§ **Set of tasks**:
**1)** In the message about the Exchange migration, what share of user calendars ended up with the extra permissions?
**2)** Sum up the message about the Exchange migration in two sentences.
**3)** Write a continuation of the message about the Exchange calendar permissions, starting after its last sentence.

2002-11-13 Thread Martin, Jon
After migrating the mailboxes from Exchange 5.5 to Exchange 2000 (basically
by bringing new Exchange 2000 servers into our Exchange 5.5 organization and
then moving mailboxes from the 5.5 to 2000 servers) we have ended up with
two outstanding problems that, to date, PSS has not been able to resolve.

This is one of the two:

In our organization the default calendar permission on all user calendars is
Reviewer. (This was the default in our previous email system - PROFS/OV -
and users wanted to keep this capability when we went to Exchange four years
ago.)

Post Exchange 5.5 to 2000 migration, a large number of user calendars (more
than 25%, less than 50%) have permissions that include not only this
default, but in addition the first 250 or so users in our address book now
have specific permissions of Reviewer also. That is bad enough, but in
addition, no one can actually review these user calendars. And,
changes/deletions cannot be made though Outlook to these permission
settings. Free/Busy info for the establishment of meetings still works.

§ **Given data**:
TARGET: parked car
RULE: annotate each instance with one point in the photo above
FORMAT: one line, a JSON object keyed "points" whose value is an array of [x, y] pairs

§ **Responses by task**:
**1)** More than 25% but less than 50% of user calendars.

**2)** After mailboxes were moved from Exchange 5.5 to Exchange 2000, the organization was left with two problems that PSS had not been able to resolve. In one of them, many calendars that have Reviewer as the default permission now also give specific Reviewer permissions to the first 250 or so address-book users, yet no one can review those calendars and the settings can't be changed or deleted through Outlook, though Free/Busy info still works.

**3)**
So far there is no fix. (Well, I can export the user's calendar entries to a
PST file, then use the old pre-Outlook Exchange client to delete the
calendar, then use Outlook with the /resetfolders option to re-create the
calendar, and then import the PST file back in.  This sounded viable when I
thought the problem was five to ten users; now it looks more like upwards of
800-900 users.) MS PSS had me run through an ISINTEG -fix -test alltests
run, which was exciting and all, but did not fix the problem.

At this point, the 'why did this happen' aspect is much less important to me
than the 'how do I fix it' question (we are not migrating back!).

Any ideas??  Thanks . . .

Jon Martin
Systems Programmer
East Bay Municipal Utility District (EBMUD)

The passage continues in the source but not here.